What is expected — In the news excerpt about Netanyahu's remarks, how many people were killed in the Buenos Aires embassy bombing?

Excerpt provided —
::::::

Iran is responsible for more than 80% of Israel's security problems, Prime Minister Benjamin Netanyahu said Monday, quoting one of the country's security agencies.

“We are not deterred, and are also building out strength,” he said at a ceremony in the Foreign Ministry marking 25 years to the bombing of the embassy in Buenos Aires. “Since the attack in Argentina, Israel has gotten much stronger.”



Netanyahu said that it was clear from the very beginning that Iran was behind that bombing, which killed 29 people, including Israeli diplomats, and injured 250 more.

“Iran initiated and planned it, and Hezbollah, which does what it [Iran] says, carried it out,” he said.

That alliance will be foremost on Netanyahu's mind when he travels to Russia on Thursday. The premier has made clear in recent weeks that Jerusalem is very concerned that Iran is increasingly establishing a permanent foothold in Syria, and he will discuss this – and the close Iranian-Hezbollah alliance – when he meets in Moscow with Russian President Vladimir Putin.

“We will strongly oppose arming Hezbollah with dangerous weapons,” Netanyahu said. “Our red-lines are thick and clear, and we do not hesitate to act in order to preserve them.”

According to foreign reports, Israel has acted on a number of occasions to disrupt arms shipments from Iran intended for Hezbollah.

::::::

Available data —
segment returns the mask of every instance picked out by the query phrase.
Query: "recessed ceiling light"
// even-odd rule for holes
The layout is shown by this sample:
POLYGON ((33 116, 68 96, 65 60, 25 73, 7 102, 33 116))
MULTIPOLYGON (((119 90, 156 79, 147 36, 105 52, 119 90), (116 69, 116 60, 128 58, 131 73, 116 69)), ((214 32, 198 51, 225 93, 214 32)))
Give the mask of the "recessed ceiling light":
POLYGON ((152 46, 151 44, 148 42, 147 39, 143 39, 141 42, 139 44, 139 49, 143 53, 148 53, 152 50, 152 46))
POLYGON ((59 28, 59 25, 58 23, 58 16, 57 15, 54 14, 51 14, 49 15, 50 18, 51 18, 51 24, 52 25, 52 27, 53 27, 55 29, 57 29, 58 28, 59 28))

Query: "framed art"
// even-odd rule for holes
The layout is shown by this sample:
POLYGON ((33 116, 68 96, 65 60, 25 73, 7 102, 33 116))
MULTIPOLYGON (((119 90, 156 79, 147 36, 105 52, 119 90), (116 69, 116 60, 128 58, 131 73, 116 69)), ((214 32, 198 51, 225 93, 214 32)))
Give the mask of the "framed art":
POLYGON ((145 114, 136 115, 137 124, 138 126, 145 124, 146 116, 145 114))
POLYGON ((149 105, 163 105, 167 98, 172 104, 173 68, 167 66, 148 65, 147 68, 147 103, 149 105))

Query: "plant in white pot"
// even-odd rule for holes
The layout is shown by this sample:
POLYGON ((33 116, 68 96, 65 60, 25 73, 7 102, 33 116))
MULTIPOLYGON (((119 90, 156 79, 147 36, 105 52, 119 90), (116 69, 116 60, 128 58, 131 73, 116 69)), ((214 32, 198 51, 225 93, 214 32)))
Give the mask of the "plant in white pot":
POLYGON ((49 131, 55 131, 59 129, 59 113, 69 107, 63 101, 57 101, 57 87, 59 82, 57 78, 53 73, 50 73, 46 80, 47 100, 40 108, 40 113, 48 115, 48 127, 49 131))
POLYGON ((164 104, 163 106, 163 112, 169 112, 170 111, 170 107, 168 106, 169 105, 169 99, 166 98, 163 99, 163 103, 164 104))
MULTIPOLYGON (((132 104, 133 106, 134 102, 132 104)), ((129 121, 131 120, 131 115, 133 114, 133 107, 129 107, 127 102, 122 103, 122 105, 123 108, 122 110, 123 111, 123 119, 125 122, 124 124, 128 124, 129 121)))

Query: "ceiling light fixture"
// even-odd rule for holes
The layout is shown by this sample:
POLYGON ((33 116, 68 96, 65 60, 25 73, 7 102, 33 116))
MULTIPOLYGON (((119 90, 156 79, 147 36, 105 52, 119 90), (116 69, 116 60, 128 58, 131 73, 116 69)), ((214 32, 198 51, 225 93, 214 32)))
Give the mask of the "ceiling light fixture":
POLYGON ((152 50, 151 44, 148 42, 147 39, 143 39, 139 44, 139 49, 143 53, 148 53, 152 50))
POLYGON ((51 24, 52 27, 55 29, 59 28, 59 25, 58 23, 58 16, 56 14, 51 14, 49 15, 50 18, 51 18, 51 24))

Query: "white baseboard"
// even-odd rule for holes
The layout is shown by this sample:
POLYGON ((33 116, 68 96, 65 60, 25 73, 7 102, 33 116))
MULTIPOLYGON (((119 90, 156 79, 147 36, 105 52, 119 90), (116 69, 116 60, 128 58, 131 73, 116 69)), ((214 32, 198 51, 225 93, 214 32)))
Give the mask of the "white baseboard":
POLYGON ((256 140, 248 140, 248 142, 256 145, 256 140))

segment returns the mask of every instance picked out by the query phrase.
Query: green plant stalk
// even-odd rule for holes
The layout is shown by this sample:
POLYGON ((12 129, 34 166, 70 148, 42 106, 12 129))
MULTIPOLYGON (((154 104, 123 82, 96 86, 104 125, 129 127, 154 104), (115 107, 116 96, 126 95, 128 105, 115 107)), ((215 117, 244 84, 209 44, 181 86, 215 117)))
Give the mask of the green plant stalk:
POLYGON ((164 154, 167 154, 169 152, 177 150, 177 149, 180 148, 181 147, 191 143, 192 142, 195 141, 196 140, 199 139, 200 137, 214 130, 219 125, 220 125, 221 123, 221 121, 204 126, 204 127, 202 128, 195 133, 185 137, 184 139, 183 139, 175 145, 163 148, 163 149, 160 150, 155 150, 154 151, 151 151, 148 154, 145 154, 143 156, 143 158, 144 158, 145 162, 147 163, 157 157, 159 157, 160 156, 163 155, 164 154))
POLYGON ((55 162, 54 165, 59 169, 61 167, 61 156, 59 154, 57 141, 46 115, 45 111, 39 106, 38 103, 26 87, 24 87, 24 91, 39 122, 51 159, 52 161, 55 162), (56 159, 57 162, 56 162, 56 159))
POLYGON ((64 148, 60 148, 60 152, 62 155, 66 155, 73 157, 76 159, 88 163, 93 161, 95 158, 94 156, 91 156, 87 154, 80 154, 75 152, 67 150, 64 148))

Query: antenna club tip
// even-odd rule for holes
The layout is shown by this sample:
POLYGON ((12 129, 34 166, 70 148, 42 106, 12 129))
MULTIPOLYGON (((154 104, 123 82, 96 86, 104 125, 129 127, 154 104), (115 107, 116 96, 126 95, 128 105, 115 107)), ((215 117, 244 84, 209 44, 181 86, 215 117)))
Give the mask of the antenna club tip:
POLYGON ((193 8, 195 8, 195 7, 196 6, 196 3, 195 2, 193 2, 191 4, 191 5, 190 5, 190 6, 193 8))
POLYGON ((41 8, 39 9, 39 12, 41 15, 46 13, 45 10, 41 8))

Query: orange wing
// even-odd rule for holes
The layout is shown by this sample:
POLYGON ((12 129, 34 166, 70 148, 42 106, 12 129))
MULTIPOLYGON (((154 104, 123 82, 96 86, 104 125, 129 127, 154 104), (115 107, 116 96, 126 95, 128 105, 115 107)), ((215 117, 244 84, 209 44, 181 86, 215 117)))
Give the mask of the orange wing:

::::::

Answer to this exercise — 29 people, including Israeli diplomats.